Francisco
de Asís y su mensaje
XVI
Humanización
permanente

En primera instancia,
pensar el cosmos y la historia de la humanidad es seguir el camino que ha
recorrido la ciencia. El resultado alcanzado es de algunas certezas y muchas
hipótesis, y se continúa investigando para elaborar medios mejores para
escudriñar el cosmos y aquilatar el origen y la evolución del hombre. Pero la
visión científica de la realidad no agota su significado. Hay mil formas de
comprenderla, de acercarse a ella, sobre todo cuando se la une a la evolución e
identidad del hombre. De esta forma se entienden mejor los dos pilares de la
realidad que nos envuelve. La comprensión cristiana de la realidad dice que
tiene una estructura filial; depende de Dios Padre, que crea y redime pensando
y obrando por su Hijo. Jesucristo, presente en el universo —«primogénito de
toda la creación, porque en él fueron creadas todas las cosas» (Col 1,15-16;
cf. Jn 1,3; Heb 1,2)—, y en la humanidad — «La Palabra se hizo carne y acampó
entre nosotros» (Jn 1,14)—, logra la filiación y pertenencia divina de toda la
realidad existente: «... la prueba de que sois hijos es que Dios ha enviado a
nuestros corazones el Espíritu de su Hijo que clama: ¡Abba Padre!» (Gál 4,6;
cf. Rom 8,19-21; Col 1,20).

Esto conlleva que
Dios se hace presente en la naturaleza creada y en la historia de la humanidad
asegurando su bondad originaria y su capacidad de corregir y reorientar la
historia cuando la libertad humana la desvía de sus objetivos. Estamos bien
hechos y en un ámbito admirable y bello, cuya relación es fraterna. Miradas las
cosas desde Dios, la vida humana y la naturaleza merecen la pena vivirse y
experimentarse en nuestros ambientes saneados. Ni hay que huir de la comunidad
humana, ni hay que esconderse del medio natural en el que se nace y se madura
como persona por medio de la cultura que establece los parámetros de la
humanización. De ahí la perspectiva positiva radical que transmite la fe
cristiana cuando trata del hombre y del mundo. Y el hombre, por más bombas que
fabrique, está incapacitado, aunque tenga el poder, de destruir en bloque el
hábitat que posee.
::::
Tarea breve A:
Extrae del fragmento sobre la humanización permanente el pasaje que empieza con "Esto conlleva que" y sigue hasta "hábitat que posee.".
Tarea breve B:
Continúa, por favor, el fragmento sobre la humanización permanente a partir de su última frase.

Material proporcionado:
::::
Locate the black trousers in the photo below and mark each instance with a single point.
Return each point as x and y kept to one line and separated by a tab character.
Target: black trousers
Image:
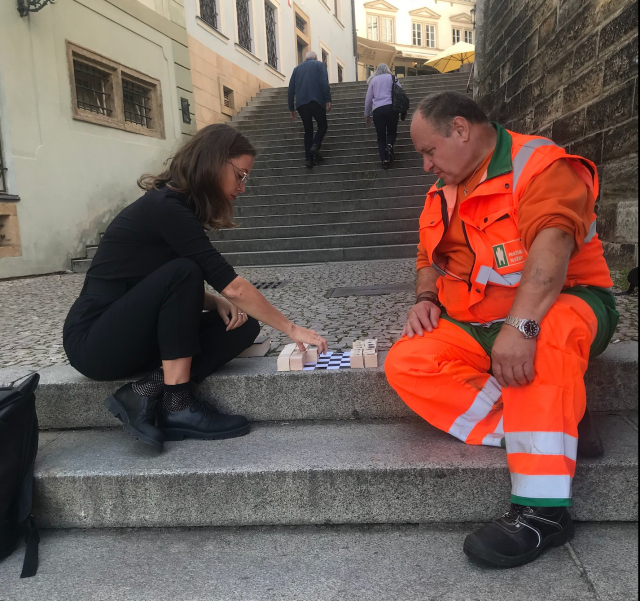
::::
Respuesta esperada A:
Esto conlleva que
Dios se hace presente en la naturaleza creada y en la historia de la humanidad
asegurando su bondad originaria y su capacidad de corregir y reorientar la
historia cuando la libertad humana la desvía de sus objetivos. Estamos bien
hechos y en un ámbito admirable y bello, cuya relación es fraterna. Miradas las
cosas desde Dios, la vida humana y la naturaleza merecen la pena vivirse y
experimentarse en nuestros ambientes saneados. Ni hay que huir de la comunidad
humana, ni hay que esconderse del medio natural en el que se nace y se madura
como persona por medio de la cultura que establece los parámetros de la
humanización. De ahí la perspectiva positiva radical que transmite la fe
cristiana cuando trata del hombre y del mundo. Y el hombre, por más bombas que
fabrique, está incapacitado, aunque tenga el poder, de destruir en bloque el
hábitat que posee.

Respuesta esperada B:
El Franciscanismo
comprende que la bondad del hombre y del cosmos no remite a Dios, sino que
contiene a Dios. La bondad de la realidad es participación de la bondad divina,
y como tal da la posibilidad de encontrar a Dios en la historia humana, sobre
todo después de asumir la vida de Jesús como la última y definitiva palabra que
Dios dirige al hombre (cf. Heb 1,2). Tal convicción ratifica de nuevo que la
naturaleza y el hombre están bien hechos y, por consiguiente, no se debe buscar
la meta de la vida humana y de su contexto más allá de las coordenadas que
hacen posible esta humanidad. No es válido inventar mundos futuros a partir de
negar y, por tanto, destruir cuanto se observa y se experimenta como obra de
Dios recreada por su Hijo. La estructura filial de la naturaleza y del hombre,
no es una cuestión exclusiva de su origen, o de su llamada a la existencia.
Dios sigue actuando en su Hijo y por medio de su Espíritu.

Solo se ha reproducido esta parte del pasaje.